* What the task requires: Put the records below into a Markdown table with the columns Row and Line, starting at the line containing "Wildlife camera-trap request: tag the hanging" and ending at the line containing "point(252, 749)". Number each row and skip any blank lines.

Items listed in a dataset:
- - -
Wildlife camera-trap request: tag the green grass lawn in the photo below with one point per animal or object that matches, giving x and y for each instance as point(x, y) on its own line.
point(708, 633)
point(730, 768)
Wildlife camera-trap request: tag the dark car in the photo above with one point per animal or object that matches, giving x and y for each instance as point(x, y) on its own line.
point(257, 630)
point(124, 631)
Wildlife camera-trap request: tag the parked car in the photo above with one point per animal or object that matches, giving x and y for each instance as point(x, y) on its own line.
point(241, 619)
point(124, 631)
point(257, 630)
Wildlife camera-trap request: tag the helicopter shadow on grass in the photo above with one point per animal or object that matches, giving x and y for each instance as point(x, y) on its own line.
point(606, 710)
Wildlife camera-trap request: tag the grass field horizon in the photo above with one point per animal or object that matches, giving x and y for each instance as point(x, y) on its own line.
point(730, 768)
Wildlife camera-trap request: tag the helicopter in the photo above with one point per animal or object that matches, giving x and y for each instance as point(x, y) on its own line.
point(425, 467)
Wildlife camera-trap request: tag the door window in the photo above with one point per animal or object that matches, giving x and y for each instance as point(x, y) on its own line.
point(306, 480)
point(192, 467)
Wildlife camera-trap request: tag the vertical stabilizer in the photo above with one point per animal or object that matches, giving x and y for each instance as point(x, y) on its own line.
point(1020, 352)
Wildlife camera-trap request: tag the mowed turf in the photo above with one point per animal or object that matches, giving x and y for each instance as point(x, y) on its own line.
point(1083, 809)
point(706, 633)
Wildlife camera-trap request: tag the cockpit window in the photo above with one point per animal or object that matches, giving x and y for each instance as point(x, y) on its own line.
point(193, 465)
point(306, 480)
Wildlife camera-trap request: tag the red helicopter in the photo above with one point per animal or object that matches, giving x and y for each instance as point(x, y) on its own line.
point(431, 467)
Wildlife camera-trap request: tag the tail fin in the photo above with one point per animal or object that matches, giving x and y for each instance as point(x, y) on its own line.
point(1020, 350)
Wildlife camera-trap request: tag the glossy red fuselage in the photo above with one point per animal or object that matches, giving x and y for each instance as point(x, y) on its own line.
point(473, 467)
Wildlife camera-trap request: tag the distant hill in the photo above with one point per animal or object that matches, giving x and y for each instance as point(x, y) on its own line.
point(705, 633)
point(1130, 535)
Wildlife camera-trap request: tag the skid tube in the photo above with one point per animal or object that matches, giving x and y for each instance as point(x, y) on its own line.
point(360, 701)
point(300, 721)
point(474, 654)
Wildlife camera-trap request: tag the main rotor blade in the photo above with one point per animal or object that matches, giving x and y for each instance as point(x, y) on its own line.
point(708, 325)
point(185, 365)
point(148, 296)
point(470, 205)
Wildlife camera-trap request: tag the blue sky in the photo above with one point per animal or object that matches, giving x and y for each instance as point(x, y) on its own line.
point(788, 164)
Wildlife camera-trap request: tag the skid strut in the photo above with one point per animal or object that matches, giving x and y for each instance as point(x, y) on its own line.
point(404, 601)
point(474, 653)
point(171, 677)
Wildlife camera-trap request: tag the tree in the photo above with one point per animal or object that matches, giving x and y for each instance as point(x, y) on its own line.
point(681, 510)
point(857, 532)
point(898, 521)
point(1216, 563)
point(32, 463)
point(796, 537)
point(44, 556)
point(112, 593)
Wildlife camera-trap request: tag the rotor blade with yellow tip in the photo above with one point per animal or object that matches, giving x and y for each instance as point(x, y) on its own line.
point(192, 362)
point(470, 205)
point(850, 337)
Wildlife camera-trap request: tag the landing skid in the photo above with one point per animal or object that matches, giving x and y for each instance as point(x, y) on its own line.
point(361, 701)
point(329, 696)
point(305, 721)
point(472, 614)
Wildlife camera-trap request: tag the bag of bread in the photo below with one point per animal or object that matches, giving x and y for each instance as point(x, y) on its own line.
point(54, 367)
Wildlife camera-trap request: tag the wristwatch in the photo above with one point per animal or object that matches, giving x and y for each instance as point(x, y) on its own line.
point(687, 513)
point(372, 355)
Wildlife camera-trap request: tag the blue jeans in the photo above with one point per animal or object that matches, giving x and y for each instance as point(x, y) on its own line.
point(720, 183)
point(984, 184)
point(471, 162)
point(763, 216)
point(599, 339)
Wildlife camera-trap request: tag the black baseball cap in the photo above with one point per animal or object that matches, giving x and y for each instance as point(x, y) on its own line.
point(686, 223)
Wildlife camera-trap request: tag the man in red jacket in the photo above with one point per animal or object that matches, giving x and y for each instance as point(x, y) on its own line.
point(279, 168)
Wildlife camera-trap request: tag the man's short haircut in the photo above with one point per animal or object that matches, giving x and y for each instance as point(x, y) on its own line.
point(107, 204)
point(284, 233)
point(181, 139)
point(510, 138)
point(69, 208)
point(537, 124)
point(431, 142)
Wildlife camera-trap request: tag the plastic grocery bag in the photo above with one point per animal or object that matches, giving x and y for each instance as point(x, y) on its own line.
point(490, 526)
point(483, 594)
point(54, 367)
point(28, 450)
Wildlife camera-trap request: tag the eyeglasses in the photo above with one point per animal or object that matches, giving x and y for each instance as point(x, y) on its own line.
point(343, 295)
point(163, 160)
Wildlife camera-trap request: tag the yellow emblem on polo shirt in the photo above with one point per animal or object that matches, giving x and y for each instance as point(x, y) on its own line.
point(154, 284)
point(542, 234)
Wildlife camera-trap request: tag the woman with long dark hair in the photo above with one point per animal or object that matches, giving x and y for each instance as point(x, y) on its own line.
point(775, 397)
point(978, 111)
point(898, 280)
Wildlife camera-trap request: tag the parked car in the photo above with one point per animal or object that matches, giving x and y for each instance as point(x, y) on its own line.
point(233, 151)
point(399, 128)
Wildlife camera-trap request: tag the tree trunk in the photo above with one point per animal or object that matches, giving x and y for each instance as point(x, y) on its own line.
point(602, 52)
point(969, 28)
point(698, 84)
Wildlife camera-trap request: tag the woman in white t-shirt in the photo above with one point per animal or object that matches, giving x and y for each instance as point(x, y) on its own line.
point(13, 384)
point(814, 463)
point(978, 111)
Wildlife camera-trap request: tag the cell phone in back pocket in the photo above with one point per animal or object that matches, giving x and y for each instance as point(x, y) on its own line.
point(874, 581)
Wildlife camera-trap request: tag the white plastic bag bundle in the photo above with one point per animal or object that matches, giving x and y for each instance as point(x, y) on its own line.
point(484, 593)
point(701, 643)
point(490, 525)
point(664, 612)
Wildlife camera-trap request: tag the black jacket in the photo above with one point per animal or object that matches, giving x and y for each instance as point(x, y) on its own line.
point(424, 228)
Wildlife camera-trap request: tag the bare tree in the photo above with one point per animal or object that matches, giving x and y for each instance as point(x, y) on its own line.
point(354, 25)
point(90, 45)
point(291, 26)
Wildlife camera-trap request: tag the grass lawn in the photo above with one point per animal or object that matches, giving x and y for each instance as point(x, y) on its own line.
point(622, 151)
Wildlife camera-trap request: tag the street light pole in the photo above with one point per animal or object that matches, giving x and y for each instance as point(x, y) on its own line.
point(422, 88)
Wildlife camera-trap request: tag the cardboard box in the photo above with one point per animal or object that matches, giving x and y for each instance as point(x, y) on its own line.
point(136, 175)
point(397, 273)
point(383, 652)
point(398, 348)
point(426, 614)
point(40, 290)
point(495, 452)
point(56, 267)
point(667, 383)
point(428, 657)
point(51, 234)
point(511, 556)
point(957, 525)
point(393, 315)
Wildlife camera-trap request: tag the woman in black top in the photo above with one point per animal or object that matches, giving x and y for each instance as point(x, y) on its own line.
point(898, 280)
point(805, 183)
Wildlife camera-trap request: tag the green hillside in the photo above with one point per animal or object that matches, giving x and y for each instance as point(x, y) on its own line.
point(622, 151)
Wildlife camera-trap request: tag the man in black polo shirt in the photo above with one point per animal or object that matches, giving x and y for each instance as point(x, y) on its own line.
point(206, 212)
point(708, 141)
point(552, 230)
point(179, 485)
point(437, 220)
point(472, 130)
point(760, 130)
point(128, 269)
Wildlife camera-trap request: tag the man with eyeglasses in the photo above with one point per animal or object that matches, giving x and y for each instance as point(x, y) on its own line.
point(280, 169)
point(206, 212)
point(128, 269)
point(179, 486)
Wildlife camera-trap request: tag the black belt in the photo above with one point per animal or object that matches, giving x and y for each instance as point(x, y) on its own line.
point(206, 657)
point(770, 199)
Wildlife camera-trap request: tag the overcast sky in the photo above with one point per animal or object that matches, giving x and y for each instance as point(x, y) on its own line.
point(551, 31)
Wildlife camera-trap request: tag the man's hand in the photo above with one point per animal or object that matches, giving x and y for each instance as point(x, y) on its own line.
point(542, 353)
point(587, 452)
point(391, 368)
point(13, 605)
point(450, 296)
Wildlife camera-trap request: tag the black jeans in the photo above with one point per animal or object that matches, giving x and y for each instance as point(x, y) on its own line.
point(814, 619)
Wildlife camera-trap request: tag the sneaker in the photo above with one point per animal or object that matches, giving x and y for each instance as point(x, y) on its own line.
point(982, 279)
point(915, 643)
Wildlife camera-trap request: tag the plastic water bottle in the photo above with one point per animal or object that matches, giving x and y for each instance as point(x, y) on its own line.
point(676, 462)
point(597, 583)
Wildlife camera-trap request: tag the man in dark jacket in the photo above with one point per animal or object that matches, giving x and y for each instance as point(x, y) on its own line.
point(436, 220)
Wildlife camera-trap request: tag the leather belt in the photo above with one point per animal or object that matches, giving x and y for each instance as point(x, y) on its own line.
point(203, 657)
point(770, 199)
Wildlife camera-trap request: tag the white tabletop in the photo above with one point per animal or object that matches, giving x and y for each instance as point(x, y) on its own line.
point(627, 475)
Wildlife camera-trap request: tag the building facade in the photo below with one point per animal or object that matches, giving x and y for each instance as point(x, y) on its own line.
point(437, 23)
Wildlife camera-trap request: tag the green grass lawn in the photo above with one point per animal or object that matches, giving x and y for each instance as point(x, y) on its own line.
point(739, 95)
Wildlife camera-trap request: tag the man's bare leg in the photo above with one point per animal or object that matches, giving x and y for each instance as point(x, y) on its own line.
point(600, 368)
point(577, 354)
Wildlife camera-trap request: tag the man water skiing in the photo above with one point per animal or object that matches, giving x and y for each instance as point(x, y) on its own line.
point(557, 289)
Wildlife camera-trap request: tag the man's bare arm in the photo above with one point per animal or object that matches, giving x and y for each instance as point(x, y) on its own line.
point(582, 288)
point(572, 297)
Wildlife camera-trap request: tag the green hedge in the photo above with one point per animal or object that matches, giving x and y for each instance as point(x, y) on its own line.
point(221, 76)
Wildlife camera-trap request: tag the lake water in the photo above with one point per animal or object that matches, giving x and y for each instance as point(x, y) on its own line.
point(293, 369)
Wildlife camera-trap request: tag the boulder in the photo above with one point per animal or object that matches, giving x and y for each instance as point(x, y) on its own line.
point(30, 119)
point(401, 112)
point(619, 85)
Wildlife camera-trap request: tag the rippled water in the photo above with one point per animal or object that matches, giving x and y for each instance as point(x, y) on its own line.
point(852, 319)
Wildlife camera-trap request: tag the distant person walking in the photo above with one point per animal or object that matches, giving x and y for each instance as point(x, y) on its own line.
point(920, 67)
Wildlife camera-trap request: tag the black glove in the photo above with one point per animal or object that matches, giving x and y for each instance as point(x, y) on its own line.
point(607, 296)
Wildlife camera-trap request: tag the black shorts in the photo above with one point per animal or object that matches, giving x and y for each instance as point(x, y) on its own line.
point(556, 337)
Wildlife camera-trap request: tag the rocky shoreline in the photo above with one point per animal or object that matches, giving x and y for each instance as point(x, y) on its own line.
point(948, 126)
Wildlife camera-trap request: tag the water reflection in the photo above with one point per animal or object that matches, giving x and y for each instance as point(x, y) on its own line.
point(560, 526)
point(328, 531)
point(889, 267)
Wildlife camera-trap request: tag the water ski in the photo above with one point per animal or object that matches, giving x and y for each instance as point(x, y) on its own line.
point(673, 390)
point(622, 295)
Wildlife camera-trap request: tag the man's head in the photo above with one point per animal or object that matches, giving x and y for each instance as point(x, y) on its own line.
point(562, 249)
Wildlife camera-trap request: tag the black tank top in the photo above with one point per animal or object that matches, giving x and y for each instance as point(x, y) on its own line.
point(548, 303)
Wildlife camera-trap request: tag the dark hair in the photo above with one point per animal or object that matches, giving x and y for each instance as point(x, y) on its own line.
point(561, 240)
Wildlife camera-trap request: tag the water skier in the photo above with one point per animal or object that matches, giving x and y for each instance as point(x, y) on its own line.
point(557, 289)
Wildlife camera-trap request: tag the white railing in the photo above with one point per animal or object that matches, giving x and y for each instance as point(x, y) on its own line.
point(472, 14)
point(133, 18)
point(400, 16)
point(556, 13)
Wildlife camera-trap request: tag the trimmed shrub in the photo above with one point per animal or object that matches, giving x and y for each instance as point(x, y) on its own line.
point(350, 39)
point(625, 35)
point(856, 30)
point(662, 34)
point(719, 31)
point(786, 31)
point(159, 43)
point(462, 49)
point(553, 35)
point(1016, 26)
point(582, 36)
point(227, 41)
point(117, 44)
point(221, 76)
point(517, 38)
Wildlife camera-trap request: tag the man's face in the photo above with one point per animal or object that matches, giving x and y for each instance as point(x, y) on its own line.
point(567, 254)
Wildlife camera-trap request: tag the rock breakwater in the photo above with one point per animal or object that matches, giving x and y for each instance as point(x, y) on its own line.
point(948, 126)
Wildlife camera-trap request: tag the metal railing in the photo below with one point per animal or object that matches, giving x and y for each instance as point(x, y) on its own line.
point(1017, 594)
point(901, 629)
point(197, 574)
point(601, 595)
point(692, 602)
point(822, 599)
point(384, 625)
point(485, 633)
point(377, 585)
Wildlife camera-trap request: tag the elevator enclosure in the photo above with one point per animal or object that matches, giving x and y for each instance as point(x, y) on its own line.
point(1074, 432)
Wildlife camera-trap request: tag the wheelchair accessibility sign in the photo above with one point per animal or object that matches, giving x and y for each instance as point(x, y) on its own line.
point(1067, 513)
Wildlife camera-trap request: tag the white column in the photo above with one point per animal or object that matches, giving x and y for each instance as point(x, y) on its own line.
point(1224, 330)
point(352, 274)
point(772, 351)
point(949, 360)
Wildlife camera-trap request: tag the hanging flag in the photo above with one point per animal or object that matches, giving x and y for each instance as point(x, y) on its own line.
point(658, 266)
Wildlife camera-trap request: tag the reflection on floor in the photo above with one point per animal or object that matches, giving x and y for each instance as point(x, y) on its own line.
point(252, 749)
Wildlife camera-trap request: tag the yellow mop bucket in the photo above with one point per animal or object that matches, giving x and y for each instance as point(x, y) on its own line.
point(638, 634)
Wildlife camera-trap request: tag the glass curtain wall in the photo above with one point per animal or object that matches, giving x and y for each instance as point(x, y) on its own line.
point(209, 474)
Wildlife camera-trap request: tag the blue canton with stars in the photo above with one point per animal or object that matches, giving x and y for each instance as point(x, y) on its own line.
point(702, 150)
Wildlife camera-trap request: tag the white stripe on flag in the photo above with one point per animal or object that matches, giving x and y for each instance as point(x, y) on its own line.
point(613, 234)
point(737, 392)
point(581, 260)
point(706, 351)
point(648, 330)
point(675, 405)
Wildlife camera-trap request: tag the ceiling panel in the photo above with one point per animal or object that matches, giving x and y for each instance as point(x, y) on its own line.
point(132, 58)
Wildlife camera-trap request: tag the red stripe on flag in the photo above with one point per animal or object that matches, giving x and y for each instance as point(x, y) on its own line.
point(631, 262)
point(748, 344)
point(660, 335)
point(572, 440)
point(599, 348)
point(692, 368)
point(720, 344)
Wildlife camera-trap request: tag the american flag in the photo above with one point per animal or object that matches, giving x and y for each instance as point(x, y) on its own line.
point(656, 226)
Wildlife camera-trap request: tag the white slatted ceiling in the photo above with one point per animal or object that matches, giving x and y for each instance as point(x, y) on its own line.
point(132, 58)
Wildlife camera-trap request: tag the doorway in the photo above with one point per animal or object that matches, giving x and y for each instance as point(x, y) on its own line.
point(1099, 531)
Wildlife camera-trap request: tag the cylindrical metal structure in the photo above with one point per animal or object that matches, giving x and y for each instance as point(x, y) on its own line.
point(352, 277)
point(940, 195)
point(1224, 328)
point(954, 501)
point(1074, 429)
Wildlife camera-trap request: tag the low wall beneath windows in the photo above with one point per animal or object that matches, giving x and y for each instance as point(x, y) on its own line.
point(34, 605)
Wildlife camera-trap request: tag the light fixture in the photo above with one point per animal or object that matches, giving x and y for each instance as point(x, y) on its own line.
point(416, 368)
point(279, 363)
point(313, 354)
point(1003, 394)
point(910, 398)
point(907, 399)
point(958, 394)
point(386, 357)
- - -
* Result of the task:
| Row | Line |
|---|---|
| 1 | Wildlife camera-trap request: tag the hanging flag in the photo above with one point per animal or object that matches, giving x and y for each instance as point(x, y) on its own line. |
| 2 | point(658, 266) |
| 3 | Wildlife camera-trap request: tag the reflection on floor in the photo above with one point per animal or object that matches, giving x and y for each instance as point(x, y) on its own line. |
| 4 | point(252, 749) |